**WORK TO DO**. Extract all of the entries and give them again, word for word.

-------- DATA IN THIS EXERCISE --------

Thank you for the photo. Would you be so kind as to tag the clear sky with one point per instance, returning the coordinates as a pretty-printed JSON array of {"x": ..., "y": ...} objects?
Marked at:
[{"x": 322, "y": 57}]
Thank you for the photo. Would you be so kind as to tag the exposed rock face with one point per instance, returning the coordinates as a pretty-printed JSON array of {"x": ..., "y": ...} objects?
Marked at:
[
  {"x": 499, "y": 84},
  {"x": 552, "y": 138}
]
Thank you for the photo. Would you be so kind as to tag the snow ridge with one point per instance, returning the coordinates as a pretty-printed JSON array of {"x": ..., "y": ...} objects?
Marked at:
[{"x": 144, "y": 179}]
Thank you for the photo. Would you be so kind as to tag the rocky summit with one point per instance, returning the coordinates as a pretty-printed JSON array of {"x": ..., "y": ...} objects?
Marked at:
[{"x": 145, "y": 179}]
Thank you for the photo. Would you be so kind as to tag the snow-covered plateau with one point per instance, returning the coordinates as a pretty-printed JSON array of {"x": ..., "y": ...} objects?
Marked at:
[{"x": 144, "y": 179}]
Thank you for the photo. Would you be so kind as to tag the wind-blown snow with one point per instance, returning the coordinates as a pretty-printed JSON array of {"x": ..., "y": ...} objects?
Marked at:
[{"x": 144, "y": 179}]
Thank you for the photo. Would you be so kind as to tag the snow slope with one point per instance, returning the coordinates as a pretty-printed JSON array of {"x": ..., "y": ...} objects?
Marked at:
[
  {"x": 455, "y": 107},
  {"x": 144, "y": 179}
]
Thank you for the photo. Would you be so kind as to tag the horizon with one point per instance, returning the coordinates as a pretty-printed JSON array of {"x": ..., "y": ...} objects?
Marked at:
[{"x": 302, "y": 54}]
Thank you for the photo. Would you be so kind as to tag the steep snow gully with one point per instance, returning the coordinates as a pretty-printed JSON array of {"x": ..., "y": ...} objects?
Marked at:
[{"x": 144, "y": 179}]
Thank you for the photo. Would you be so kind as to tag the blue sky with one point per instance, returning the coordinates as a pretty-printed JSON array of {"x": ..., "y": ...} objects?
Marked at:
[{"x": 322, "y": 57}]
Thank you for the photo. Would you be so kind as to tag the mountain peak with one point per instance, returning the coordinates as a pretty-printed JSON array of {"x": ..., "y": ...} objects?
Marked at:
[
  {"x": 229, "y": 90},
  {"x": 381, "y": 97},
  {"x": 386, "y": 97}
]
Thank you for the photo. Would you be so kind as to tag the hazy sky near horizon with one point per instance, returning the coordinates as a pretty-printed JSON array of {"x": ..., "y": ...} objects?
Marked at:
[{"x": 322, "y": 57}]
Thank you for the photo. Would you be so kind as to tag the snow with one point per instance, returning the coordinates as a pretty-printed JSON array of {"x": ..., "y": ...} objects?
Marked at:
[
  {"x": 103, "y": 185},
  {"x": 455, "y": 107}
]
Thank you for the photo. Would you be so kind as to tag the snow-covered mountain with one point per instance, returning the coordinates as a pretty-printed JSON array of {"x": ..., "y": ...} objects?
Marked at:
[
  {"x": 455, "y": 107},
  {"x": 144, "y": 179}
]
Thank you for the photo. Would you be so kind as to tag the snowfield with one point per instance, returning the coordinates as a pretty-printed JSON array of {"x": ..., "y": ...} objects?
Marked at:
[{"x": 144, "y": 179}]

--------

**CORRECT RESPONSE**.
Thank you for the photo. Would you be so kind as to tag the clear sky with one point per instance, returning the coordinates as a pretty-printed JSON array of {"x": ..., "y": ...} objects?
Marked at:
[{"x": 322, "y": 57}]
Thank you for the photo. Would you be so kind as to tag the exposed rock face with one point per instance, returning the coordinates as a pretty-printed JSON array of {"x": ..., "y": ...} objects?
Marked at:
[
  {"x": 499, "y": 84},
  {"x": 552, "y": 138}
]
Thank you for the photo. Would you be so kind as to tag the snow ridge with one point per instance, returning the coordinates as a pretty-printed JSON array of {"x": ..., "y": ...} objects?
Marked at:
[{"x": 144, "y": 179}]
Thank you for the photo. Would you be so kind as to tag the rocky summit with one point per instance, returning the coordinates as a pretty-printed JSON array of {"x": ..., "y": ...} objects?
Marked at:
[{"x": 145, "y": 179}]
Thank you for the photo. Would you be so kind as to tag the snow-covered plateau with one point per instance, returning the coordinates as a pretty-printed JSON array of {"x": ..., "y": ...} objects?
Marked at:
[{"x": 144, "y": 179}]
Thank you for the photo. Would you be so kind as to tag the wind-blown snow with one point per instance, returning the coordinates as a pretty-printed JSON array of {"x": ..., "y": ...} objects?
Marked at:
[{"x": 144, "y": 179}]
Thank you for the photo. Would you be so kind as to tag the snow slope with one point per instance, returning the coordinates as a pretty-printed JSON array of {"x": ..., "y": ...} objects?
Marked at:
[
  {"x": 455, "y": 107},
  {"x": 144, "y": 179}
]
Thank you for the photo. Would you be so kind as to tag the horizon with one point per instance, returning the coordinates as a pretty-printed JSON array of {"x": ..., "y": ...} objects?
Marked at:
[{"x": 302, "y": 54}]
Thank you for the photo. Would you be so kind as to tag the steep snow gully with one point per instance, returning the coordinates as a pretty-printed JSON array of {"x": ..., "y": ...} objects?
Marked at:
[{"x": 144, "y": 179}]
Thank you for the photo. Would you be so kind as to tag the blue sky with one point per instance, returning the coordinates as a pretty-printed JSON array of {"x": ..., "y": ...} objects?
Marked at:
[{"x": 322, "y": 57}]
Thank you for the photo. Would you be so kind as to tag the mountain peak with one point per instance, returning the coordinates as a pretty-printed JSON array of {"x": ..., "y": ...} objects?
Marked at:
[
  {"x": 229, "y": 90},
  {"x": 381, "y": 97},
  {"x": 386, "y": 97}
]
Thank you for the photo. Would you be so kind as to tag the hazy sky near horizon with one point per instance, returning the coordinates as a pretty-printed JSON array of {"x": ..., "y": ...} objects?
Marked at:
[{"x": 322, "y": 57}]
Thank you for the photo. Would you be so kind as to tag the snow with one point per instance, returning the coordinates as a pretty-printed JSON array of {"x": ..., "y": ...} objects?
Marked at:
[
  {"x": 103, "y": 185},
  {"x": 455, "y": 107}
]
Thank you for the photo. Would you be so kind as to tag the snow-covered mountain with one point per instance, returning the coordinates as a pretty-printed JSON array of {"x": ..., "y": ...} objects?
Marked at:
[
  {"x": 455, "y": 107},
  {"x": 144, "y": 179}
]
Thank you for the photo. Would you be so kind as to tag the snowfield with one point per instance, returning the coordinates as a pretty-printed JSON array of {"x": ..., "y": ...} objects?
Marked at:
[{"x": 144, "y": 179}]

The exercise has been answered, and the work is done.